### Problem requirements
Format every line of the material, from the line containing "Kindly outline every instance of the **construction" through the end, as a JSON list of strings with one string per line and no blank lines.

START Data provided

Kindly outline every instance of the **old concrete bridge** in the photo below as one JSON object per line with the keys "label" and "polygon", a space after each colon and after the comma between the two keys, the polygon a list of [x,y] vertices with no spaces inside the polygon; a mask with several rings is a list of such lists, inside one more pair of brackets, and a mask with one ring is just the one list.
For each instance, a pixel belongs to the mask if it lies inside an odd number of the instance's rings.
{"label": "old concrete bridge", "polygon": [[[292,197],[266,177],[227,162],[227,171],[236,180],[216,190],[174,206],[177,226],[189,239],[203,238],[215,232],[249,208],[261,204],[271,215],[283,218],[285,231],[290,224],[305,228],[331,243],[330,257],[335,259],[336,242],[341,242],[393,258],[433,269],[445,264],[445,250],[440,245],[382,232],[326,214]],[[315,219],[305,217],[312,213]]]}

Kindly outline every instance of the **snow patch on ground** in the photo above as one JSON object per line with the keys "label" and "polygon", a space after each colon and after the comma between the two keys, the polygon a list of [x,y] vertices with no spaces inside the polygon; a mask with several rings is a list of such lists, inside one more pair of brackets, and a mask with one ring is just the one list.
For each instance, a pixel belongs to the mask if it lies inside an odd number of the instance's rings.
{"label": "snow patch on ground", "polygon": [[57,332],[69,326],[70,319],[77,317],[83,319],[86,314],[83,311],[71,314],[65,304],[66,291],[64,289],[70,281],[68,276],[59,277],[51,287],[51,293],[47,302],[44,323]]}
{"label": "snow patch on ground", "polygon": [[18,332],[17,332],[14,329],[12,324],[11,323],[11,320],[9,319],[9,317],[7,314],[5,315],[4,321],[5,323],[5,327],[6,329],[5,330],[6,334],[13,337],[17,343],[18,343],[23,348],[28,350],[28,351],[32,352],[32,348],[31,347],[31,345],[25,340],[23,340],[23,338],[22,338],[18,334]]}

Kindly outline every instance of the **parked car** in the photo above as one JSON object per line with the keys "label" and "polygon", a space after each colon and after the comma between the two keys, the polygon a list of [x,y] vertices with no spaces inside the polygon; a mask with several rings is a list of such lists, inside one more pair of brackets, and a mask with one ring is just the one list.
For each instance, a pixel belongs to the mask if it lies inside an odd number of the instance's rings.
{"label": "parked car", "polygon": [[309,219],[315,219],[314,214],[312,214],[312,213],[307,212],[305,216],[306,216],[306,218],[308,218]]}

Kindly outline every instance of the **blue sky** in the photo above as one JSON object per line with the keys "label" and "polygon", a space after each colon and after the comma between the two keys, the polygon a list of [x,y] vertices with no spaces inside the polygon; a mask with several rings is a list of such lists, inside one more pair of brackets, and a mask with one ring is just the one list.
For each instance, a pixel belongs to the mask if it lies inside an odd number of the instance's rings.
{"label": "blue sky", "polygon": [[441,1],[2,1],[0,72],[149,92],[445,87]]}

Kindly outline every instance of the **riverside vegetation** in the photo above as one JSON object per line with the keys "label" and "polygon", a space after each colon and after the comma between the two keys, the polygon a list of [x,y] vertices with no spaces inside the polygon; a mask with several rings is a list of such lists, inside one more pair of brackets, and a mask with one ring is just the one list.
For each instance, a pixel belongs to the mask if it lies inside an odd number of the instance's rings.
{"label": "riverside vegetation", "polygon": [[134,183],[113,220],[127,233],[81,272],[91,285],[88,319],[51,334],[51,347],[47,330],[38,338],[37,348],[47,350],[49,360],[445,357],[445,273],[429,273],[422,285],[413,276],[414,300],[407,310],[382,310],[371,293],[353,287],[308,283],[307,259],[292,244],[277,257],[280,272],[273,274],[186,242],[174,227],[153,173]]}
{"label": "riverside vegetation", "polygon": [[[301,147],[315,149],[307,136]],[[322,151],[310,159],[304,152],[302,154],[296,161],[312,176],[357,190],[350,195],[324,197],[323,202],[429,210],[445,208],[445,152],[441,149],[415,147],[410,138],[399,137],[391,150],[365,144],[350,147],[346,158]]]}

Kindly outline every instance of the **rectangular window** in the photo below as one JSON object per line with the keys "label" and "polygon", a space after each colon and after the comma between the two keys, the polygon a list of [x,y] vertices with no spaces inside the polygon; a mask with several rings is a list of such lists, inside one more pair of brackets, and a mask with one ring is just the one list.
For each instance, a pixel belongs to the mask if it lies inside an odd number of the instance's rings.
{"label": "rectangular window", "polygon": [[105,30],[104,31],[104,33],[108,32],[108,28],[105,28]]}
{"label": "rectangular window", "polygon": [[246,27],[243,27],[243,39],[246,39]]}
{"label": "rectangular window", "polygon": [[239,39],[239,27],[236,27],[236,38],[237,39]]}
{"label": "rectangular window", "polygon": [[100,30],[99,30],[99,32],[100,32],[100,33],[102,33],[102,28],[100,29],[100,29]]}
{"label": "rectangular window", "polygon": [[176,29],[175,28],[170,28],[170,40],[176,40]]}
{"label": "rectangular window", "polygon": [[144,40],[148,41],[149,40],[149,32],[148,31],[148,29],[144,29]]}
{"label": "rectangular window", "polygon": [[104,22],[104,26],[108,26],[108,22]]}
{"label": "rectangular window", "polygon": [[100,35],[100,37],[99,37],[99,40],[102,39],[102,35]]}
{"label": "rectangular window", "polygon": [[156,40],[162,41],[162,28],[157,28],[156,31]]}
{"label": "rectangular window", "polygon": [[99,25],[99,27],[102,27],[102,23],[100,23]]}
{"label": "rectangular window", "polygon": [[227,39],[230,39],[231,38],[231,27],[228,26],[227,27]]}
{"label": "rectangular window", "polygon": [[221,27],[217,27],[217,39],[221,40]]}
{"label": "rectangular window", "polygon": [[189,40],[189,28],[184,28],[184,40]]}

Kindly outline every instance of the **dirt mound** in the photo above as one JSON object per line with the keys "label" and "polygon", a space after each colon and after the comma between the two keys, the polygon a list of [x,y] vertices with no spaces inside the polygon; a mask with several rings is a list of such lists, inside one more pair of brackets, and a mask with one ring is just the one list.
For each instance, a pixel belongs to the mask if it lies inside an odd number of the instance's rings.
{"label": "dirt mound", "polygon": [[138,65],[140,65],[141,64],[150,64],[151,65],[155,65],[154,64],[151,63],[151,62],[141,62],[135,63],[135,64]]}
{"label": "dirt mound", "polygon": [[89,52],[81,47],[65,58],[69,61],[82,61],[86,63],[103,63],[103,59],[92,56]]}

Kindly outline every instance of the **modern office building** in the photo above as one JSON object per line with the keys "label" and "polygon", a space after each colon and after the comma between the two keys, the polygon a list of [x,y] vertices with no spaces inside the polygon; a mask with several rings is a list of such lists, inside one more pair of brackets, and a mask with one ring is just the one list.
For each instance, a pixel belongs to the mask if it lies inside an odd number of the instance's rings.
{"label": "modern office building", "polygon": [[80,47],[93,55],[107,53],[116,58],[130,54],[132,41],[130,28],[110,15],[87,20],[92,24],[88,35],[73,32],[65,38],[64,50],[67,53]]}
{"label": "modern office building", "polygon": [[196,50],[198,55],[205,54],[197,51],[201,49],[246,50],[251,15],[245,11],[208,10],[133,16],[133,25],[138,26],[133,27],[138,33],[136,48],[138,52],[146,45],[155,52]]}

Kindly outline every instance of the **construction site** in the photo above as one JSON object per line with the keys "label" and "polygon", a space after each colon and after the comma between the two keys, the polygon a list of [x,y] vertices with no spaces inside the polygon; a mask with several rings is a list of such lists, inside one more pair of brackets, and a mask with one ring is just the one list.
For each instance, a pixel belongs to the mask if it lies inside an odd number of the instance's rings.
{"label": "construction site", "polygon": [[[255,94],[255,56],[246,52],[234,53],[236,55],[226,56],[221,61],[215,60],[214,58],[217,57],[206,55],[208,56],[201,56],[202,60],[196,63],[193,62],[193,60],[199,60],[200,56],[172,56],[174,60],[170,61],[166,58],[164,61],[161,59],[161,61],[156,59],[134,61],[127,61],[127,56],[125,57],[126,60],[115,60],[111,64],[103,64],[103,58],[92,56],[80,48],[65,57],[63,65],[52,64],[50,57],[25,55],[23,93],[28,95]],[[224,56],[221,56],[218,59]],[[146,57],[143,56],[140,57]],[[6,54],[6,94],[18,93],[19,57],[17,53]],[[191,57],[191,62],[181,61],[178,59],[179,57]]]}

END Data provided

### Result for this task
[
  "Kindly outline every instance of the **construction site** in the photo above as one JSON object per line with the keys \"label\" and \"polygon\", a space after each colon and after the comma between the two keys, the polygon a list of [x,y] vertices with no spaces inside the polygon; a mask with several rings is a list of such lists, inside one more pair of brackets, and a mask with one ring is just the one list.",
  "For each instance, a pixel belongs to the mask if it lies inside an odd number of the instance's rings.",
  "{\"label\": \"construction site\", \"polygon\": [[[255,94],[255,56],[246,52],[234,53],[236,55],[226,56],[221,61],[215,60],[214,58],[217,57],[206,55],[208,56],[201,56],[202,60],[196,63],[193,62],[193,60],[199,60],[200,56],[172,56],[174,60],[170,61],[166,58],[164,61],[161,59],[161,61],[156,59],[134,61],[127,61],[127,56],[125,57],[126,60],[115,60],[111,64],[103,64],[103,58],[92,56],[80,48],[65,57],[63,65],[52,64],[50,57],[25,55],[23,93],[28,95]],[[224,56],[221,56],[218,59]],[[146,57],[143,56],[140,57]],[[6,54],[6,94],[18,93],[19,57],[17,53]],[[191,57],[191,62],[181,61],[178,59],[179,57]]]}"
]